List of tasks:
a) Output the passage of the RISC-V post below starting at "on another note, how" and ending at "User/Supervisor mode, etc)".
b) For each statement, answer yes or no according to the RISC-V post below, quoting the deciding words from it: (i) The Unprivileged RISC-V spec specifies a standard system for interrupts. (ii) The Atomic Instructions extension is called pretty much required for allowing people to write multitasking systems. (iii) The RISC-V CPU made in Logisim includes the bare minimum of the Privileged spec for interrupts.

Provided text:
As it adds a few 16-bit versions of existing full sized 32-bit instructions, which helps with instruction throughput as you then only need to fetch half as many bytes.
The Multiplication and Division extension would be a nice to have. and the Atomic Instructions extension is pretty much required if you want to allow people to write multitasking systems.
So "RV32IMAC" would be the golden spot (IMO), giving compilers like GCC/LLVM plenty features to generate decent code with, and allowing assembly users to write stuff themselves without being either overwhelmed by extra extensions or limited in usability by having too few.

on another note, how do you plan on doing interrupts? the Unprivileged RISC-V spec doesn't specify any standard system for interrupts. only the Privileged spec has interrupts built-in.
so you basically have 2 choices (or 3 i guess if you don't bother with interrupts at all).
1. Implement the whole Unprivileged spec and then include the bare minimum of the Privileged spec to have functional interrupts (no User/Supervisor mode, etc)
2. Do something custom.

for the RISC-V CPU i made in Logisim, i went with option 2 as it was much simpler.

Source material:
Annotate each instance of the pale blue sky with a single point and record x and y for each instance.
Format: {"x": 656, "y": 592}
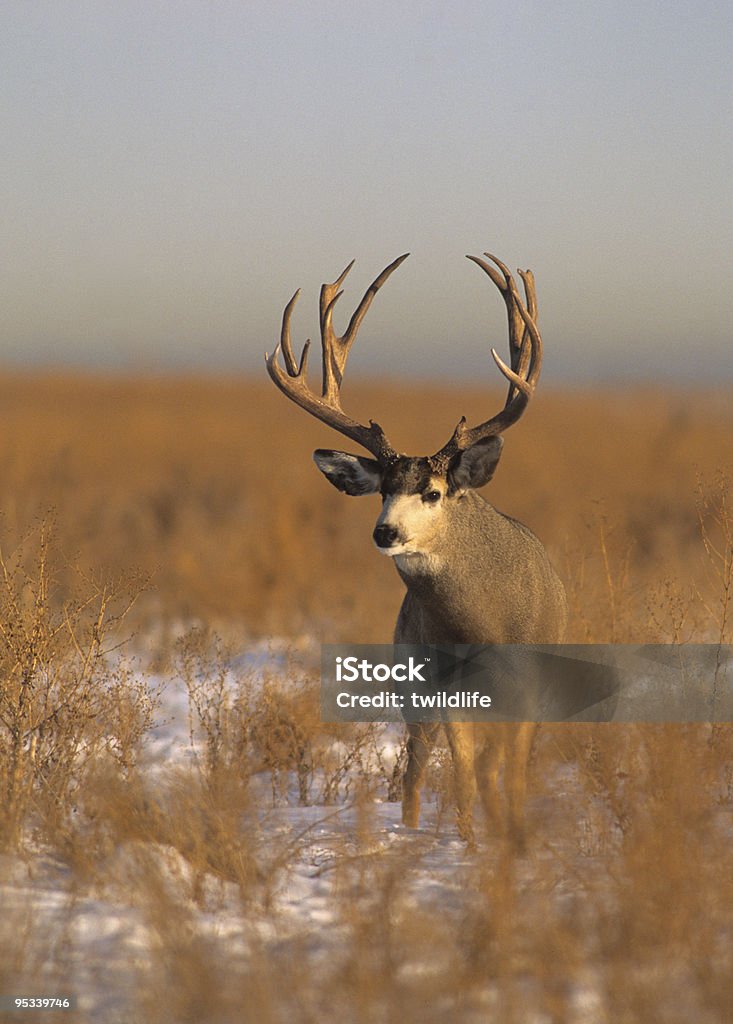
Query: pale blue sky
{"x": 171, "y": 172}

Solutions to the tasks:
a)
on another note, how do you plan on doing interrupts? the Unprivileged RISC-V spec doesn't specify any standard system for interrupts. only the Privileged spec has interrupts built-in.
so you basically have 2 choices (or 3 i guess if you don't bother with interrupts at all).
1. Implement the whole Unprivileged spec and then include the bare minimum of the Privileged spec to have functional interrupts (no User/Supervisor mode, etc)

b)
(i) No: "the Unprivileged RISC-V spec doesn't specify any standard system for interrupts."
(ii) Yes: "the Atomic Instructions extension is pretty much required if you want to allow people to write multitasking systems."
(iii) No: "for the RISC-V CPU i made in Logisim, i went with option 2 as it was much simpler." Option 2 is "Do something custom."